— Start of Dataset rows —

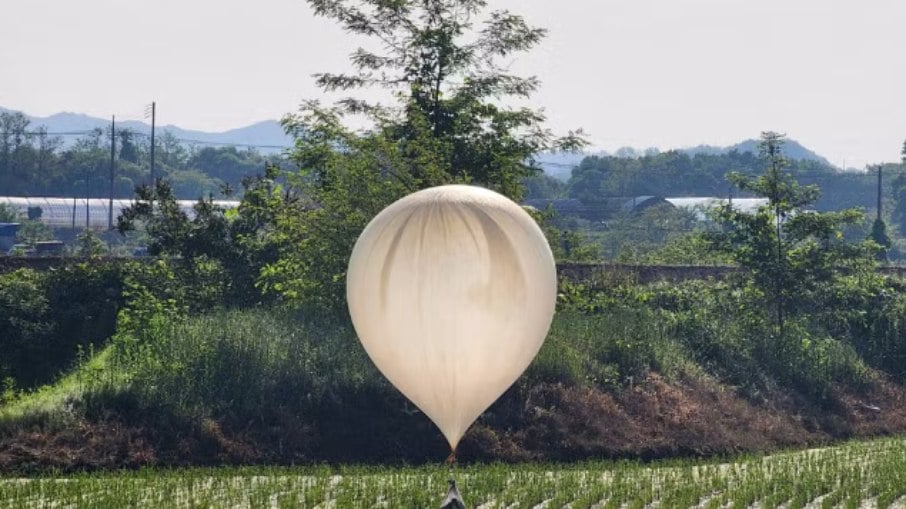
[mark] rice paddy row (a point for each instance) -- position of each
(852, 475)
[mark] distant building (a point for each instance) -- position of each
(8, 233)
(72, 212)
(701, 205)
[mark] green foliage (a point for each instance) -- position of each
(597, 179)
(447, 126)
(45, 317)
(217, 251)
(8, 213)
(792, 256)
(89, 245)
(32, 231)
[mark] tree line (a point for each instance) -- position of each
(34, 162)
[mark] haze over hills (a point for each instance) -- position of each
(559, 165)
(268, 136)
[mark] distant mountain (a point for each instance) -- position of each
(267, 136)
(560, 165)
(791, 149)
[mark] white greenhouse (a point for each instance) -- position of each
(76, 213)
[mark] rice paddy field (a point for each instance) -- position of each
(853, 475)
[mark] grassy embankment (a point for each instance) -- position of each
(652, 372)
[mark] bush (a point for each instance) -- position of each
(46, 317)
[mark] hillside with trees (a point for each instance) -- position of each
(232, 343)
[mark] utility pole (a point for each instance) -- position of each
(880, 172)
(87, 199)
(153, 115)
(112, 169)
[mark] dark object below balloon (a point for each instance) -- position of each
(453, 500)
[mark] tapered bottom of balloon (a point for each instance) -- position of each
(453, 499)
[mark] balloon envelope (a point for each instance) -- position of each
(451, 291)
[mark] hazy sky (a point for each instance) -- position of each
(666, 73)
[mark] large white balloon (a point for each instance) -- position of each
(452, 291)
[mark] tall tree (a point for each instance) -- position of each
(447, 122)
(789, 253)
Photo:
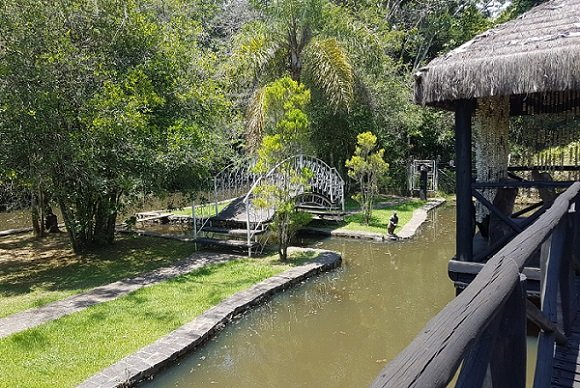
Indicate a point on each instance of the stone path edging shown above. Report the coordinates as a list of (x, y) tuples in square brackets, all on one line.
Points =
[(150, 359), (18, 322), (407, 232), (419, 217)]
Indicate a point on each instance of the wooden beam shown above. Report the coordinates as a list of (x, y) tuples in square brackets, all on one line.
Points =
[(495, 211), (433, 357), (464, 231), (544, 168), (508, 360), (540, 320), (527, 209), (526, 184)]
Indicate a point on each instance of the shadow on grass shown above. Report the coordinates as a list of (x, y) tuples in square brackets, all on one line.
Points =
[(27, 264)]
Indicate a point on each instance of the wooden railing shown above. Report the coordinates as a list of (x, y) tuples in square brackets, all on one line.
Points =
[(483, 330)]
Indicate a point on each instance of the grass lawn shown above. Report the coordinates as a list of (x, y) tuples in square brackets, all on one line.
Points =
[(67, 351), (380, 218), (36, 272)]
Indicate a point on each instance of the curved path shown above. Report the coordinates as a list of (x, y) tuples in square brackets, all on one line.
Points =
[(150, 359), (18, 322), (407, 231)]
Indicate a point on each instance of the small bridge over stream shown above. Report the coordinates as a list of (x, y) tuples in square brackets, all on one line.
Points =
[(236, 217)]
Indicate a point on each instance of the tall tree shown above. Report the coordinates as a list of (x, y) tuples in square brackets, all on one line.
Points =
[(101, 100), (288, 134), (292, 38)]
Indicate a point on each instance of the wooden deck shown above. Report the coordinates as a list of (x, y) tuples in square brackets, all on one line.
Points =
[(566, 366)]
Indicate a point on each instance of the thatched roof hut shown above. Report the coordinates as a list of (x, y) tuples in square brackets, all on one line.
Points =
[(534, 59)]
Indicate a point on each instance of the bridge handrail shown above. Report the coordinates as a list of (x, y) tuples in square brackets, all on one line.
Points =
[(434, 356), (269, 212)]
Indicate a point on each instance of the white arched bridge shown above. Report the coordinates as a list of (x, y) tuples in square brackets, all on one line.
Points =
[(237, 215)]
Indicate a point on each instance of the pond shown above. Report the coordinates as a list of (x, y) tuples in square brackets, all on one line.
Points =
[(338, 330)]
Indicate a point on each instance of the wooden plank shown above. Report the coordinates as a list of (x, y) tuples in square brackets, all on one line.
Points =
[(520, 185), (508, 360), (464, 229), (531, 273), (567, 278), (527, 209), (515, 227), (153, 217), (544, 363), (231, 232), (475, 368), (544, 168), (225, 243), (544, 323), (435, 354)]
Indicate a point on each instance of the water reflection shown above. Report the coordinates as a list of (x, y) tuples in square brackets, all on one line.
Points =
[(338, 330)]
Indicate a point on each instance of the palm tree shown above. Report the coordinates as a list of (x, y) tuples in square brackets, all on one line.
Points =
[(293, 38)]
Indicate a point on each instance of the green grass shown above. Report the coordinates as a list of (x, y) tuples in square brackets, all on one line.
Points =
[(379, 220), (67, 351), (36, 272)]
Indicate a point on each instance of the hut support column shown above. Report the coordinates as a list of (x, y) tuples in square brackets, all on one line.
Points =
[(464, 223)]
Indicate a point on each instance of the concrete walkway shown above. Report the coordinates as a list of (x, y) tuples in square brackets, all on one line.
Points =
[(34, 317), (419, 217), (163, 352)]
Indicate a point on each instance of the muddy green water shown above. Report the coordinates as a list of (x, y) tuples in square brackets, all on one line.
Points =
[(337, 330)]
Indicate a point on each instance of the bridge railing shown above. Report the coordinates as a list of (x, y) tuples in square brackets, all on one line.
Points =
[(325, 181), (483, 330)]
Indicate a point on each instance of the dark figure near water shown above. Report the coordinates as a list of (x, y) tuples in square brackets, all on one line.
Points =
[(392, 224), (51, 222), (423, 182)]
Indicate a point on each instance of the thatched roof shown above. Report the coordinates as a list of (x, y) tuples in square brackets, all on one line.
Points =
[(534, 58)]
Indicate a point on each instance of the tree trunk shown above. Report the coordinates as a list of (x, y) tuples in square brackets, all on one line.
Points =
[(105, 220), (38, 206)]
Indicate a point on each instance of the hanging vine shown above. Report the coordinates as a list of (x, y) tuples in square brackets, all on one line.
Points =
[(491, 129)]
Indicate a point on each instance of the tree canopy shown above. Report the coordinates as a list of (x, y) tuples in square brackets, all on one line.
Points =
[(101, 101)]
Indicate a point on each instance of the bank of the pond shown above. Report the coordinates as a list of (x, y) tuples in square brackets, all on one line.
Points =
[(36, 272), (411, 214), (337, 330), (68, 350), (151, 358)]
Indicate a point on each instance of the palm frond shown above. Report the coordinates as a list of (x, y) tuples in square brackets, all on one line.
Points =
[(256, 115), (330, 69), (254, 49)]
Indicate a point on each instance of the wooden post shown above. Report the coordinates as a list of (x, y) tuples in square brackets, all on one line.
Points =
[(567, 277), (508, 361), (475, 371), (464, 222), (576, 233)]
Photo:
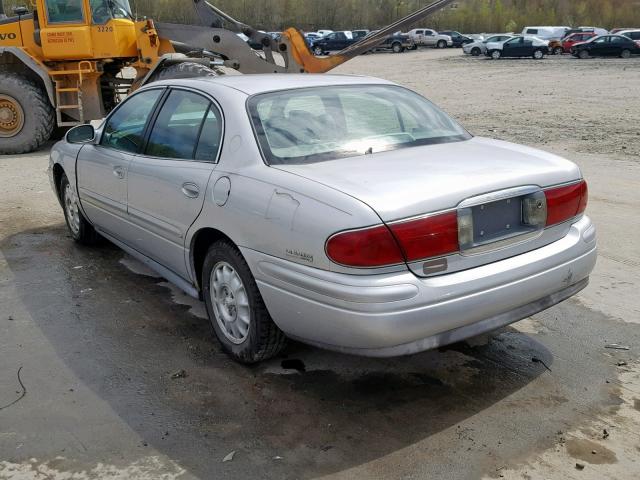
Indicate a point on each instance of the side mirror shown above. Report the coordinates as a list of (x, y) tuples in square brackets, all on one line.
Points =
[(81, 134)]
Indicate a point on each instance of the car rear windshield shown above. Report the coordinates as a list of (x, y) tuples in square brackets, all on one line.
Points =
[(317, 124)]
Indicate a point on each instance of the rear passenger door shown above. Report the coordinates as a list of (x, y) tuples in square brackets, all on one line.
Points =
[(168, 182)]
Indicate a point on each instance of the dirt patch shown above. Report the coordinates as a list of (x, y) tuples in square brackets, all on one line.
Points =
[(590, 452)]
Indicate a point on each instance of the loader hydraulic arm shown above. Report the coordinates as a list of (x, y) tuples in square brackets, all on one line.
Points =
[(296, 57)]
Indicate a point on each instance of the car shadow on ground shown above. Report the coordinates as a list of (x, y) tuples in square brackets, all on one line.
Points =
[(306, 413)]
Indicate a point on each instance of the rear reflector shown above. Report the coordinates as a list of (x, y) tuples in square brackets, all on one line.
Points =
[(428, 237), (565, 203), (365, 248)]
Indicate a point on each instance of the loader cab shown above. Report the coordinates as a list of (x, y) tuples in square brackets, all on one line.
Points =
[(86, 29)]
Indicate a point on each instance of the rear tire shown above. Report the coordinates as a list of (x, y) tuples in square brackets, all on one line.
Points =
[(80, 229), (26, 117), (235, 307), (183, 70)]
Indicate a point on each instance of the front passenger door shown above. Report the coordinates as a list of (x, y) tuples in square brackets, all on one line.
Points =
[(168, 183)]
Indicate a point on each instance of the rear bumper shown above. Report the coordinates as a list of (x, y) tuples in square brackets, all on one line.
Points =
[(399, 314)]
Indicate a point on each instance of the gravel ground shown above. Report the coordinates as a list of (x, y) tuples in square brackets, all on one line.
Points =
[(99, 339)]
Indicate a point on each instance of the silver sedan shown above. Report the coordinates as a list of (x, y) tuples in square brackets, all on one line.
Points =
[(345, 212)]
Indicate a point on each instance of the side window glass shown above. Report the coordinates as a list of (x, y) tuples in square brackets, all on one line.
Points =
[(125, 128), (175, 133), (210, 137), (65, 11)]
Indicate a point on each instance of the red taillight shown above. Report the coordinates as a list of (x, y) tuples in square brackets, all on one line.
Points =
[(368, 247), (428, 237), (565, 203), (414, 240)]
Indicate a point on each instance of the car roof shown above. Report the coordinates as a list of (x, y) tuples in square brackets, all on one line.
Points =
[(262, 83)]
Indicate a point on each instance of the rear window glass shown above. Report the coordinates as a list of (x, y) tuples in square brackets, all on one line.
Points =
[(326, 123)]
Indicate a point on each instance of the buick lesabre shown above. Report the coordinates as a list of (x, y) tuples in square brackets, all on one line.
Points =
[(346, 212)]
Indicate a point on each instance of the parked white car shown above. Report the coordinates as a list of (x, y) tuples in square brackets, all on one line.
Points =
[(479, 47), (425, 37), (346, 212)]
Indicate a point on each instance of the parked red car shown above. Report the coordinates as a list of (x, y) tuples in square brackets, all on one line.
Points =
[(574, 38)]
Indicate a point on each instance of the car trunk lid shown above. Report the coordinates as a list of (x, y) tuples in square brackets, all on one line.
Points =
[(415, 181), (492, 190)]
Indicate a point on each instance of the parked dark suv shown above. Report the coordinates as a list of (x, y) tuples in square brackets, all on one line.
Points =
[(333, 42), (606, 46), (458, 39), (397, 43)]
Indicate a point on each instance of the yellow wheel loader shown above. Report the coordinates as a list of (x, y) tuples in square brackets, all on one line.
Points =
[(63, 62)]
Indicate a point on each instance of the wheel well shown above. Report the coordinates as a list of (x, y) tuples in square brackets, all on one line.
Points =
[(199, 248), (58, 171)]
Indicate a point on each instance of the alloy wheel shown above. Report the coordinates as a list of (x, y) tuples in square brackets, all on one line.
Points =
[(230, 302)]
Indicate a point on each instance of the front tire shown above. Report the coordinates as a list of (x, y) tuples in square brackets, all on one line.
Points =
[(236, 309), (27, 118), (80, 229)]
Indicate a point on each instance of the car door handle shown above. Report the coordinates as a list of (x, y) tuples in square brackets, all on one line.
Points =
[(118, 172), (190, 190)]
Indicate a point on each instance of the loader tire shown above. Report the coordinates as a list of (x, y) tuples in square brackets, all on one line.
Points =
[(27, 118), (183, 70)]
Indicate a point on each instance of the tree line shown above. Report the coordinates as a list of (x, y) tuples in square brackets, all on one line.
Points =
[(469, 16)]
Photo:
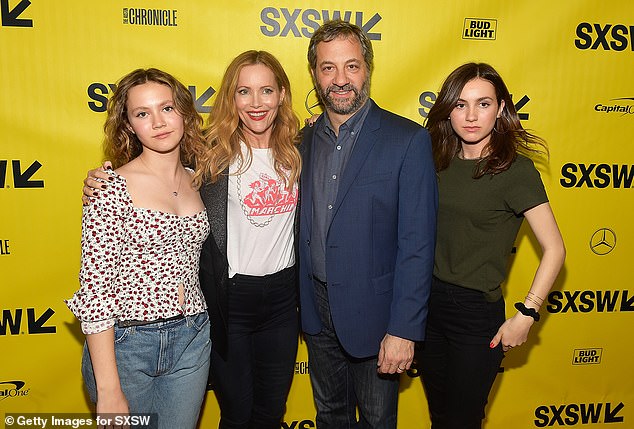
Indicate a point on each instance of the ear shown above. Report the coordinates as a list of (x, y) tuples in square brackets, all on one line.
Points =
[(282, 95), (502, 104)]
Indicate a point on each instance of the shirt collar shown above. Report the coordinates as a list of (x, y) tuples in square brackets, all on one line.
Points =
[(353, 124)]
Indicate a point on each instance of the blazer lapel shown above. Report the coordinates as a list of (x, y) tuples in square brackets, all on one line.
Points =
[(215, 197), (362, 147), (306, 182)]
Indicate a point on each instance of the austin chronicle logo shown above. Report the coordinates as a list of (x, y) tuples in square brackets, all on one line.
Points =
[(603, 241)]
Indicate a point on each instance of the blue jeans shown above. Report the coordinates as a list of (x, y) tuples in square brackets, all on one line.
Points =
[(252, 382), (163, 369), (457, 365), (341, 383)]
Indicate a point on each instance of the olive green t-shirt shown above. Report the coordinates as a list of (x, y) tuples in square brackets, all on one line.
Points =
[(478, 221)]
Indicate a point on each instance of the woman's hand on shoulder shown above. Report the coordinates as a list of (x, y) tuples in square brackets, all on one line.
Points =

— End of Dataset rows —

Stated problem: Reproduce the data starting with the line with "[mark] grassy embankment" and going on through the line with "[(150, 359), (18, 322), (407, 232), (419, 217)]", swapping "utility pole" for "power pole" and keeping everything else identical. Leave the pictures out.

Written answer:
[mark] grassy embankment (a point for each instance) -- position of each
(652, 372)
[mark] bush (a point for each instance) -- position of each
(46, 317)
[mark] hillside with trees (a point for each instance) -- position of each
(232, 343)
[mark] power pole (a point for each instance) -- position of each
(880, 172)
(87, 199)
(153, 115)
(112, 169)
[mark] dark object below balloon (a point for each instance) -- position of each
(453, 500)
[mark] tapered bottom of balloon (a point for each instance) -- position of each
(453, 499)
[mark] balloon envelope (a point for each instance) -- position of each
(451, 291)
[mark] hazy sky (a point for each instance) -- position of each
(666, 73)
[mark] large white balloon (a point for each instance) -- position of each
(452, 291)
[mark] tall tree (a point for each instance) -- position of each
(447, 122)
(789, 253)
Photo:
Indicate a point on each instance of the stone path edging shown above. Report the coordinates as a list of (x, y) tuples in square brackets, all on one line.
Points =
[(150, 359), (18, 322), (407, 232), (419, 217)]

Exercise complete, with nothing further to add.